JOB: Copy the lines below word for word, beginning with the line that contains "collar. Report pixel corners as JSON arrays." and continuing through the line that contains "[[284, 85, 316, 253], [383, 52, 425, 281]]". Omit the pictures from your copy.

STORED ROWS:
** Begin **

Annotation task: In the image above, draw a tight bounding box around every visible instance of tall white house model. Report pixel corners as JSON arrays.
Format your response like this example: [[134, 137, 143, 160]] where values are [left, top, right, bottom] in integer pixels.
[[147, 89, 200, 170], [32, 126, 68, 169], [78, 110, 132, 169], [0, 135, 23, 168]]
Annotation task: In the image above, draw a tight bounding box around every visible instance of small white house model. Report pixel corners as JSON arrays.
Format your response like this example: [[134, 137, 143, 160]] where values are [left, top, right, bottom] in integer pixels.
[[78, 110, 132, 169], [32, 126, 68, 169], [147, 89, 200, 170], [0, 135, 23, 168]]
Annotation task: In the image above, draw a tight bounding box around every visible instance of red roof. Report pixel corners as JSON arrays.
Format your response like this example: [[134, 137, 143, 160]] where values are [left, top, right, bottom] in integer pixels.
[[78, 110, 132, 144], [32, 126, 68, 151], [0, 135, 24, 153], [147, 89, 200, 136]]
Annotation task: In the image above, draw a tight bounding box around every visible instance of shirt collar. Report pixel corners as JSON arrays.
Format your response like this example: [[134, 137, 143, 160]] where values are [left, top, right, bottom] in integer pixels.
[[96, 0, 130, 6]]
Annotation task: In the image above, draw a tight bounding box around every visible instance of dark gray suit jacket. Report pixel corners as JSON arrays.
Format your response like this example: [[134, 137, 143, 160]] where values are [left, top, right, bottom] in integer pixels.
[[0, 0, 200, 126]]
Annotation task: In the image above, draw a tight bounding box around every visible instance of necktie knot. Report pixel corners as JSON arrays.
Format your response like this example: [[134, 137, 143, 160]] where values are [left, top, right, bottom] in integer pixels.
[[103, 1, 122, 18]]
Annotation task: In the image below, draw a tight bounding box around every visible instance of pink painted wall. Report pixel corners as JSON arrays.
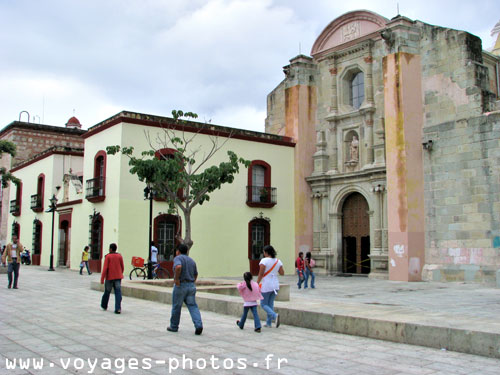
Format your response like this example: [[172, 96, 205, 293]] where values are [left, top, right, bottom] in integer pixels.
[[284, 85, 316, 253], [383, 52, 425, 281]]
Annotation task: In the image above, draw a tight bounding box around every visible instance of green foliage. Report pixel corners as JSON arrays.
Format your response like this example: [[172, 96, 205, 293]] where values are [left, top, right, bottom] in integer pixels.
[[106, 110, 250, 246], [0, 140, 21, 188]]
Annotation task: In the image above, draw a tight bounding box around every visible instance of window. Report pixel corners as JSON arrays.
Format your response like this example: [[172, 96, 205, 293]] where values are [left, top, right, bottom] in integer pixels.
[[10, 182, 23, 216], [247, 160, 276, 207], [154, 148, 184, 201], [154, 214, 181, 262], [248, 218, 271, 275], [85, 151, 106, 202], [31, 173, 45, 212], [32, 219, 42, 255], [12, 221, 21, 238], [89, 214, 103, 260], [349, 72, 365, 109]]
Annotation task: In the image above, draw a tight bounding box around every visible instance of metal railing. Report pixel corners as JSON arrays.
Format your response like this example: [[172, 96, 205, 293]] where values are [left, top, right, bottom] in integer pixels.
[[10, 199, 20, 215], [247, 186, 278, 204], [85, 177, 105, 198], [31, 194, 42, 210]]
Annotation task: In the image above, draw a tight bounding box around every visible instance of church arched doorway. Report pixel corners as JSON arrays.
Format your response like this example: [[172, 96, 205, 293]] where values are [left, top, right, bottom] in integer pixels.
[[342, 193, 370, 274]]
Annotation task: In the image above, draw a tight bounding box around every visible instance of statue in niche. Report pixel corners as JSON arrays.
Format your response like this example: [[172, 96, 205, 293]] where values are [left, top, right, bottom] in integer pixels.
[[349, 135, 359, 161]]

** End **
** Begin **

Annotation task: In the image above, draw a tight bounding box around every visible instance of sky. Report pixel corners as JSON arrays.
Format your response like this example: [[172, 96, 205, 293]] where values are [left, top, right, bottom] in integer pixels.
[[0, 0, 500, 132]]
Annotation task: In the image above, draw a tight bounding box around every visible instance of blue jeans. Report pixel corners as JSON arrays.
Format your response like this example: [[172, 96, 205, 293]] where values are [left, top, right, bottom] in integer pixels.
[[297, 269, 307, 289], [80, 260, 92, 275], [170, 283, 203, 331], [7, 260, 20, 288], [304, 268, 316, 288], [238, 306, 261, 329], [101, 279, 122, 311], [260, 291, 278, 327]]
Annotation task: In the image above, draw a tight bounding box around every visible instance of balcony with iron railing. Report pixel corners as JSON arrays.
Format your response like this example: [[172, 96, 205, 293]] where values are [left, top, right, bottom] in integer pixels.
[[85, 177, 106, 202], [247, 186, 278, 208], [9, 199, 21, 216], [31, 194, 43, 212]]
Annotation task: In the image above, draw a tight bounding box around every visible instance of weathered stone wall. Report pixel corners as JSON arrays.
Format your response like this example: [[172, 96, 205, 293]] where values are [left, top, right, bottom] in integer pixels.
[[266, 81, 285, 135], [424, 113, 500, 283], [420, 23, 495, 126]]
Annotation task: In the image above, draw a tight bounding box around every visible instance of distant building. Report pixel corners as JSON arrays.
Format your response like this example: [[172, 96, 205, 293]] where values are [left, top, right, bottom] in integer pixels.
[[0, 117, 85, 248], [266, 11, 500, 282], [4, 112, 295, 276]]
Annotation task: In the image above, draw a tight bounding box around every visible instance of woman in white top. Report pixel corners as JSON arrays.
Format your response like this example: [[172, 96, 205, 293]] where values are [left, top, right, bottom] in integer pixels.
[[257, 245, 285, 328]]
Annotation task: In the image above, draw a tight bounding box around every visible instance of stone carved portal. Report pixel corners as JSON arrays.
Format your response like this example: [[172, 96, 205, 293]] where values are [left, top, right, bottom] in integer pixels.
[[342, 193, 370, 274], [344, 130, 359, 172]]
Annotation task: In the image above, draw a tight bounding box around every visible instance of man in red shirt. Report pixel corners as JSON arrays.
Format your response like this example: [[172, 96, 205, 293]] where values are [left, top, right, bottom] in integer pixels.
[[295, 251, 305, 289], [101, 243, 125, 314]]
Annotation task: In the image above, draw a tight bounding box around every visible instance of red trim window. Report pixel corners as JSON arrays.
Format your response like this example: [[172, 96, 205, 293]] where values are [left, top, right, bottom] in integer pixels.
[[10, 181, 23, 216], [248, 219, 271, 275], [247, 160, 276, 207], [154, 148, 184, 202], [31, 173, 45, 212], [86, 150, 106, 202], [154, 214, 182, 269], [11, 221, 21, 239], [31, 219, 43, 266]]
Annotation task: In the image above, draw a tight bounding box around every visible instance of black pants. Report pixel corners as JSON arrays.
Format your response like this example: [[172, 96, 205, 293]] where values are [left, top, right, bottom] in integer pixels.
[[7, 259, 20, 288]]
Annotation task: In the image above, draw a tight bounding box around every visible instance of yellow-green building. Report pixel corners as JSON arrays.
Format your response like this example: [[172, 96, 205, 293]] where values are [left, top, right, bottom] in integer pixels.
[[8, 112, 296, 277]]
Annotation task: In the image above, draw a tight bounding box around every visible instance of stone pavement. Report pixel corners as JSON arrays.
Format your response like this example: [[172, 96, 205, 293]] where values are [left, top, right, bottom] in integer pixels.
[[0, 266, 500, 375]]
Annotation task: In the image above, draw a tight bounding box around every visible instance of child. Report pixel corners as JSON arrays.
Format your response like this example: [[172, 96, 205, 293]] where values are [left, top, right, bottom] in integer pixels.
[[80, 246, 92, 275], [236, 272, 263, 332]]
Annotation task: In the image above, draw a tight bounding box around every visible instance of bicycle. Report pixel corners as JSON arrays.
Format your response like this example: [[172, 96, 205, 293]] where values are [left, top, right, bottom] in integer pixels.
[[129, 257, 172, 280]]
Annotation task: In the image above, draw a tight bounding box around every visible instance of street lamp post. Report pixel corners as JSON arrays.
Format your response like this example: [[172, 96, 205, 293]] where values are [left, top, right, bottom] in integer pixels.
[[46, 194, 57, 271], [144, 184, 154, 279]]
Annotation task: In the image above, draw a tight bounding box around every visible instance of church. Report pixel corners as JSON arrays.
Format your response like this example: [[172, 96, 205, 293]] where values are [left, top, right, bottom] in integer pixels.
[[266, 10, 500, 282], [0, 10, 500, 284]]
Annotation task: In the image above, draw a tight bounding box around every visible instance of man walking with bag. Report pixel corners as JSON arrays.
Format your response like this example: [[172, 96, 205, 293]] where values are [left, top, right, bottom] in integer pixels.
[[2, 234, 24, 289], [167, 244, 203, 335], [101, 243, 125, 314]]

** End **

COMPLETE ANSWER:
Annotation task: In the image above, draw a tight bounding box around every visible instance of shirt collar. Report pixel corners as JSON arrays.
Format your response like this example: [[134, 137, 143, 160]] where values are [left, top, right, bottom] in integer pixels.
[[96, 0, 130, 6]]
Annotation task: In the image above, draw a tight bounding box around every visible instance of dark gray suit jacket. Report pixel corners as JSON arrays.
Format your response like this example: [[134, 137, 143, 160]] where values are [left, top, right, bottom] in integer pixels.
[[0, 0, 200, 126]]
Annotation task: In the image above, draw a tight bounding box around every visible instance of necktie knot. Report pixel corners as JSON arrays.
Format your response like this example: [[134, 137, 143, 160]] where values are [left, top, right, bottom] in integer pixels.
[[103, 1, 122, 18]]
Annotation task: In the image below, draw a tight bounding box around every visible instance of pink painted wall. Report pixel corners as JSON arrays.
Format your response like this example: [[172, 96, 205, 293]] where values are [left, top, right, bottom] in integer pixels.
[[284, 85, 316, 253], [383, 52, 425, 281]]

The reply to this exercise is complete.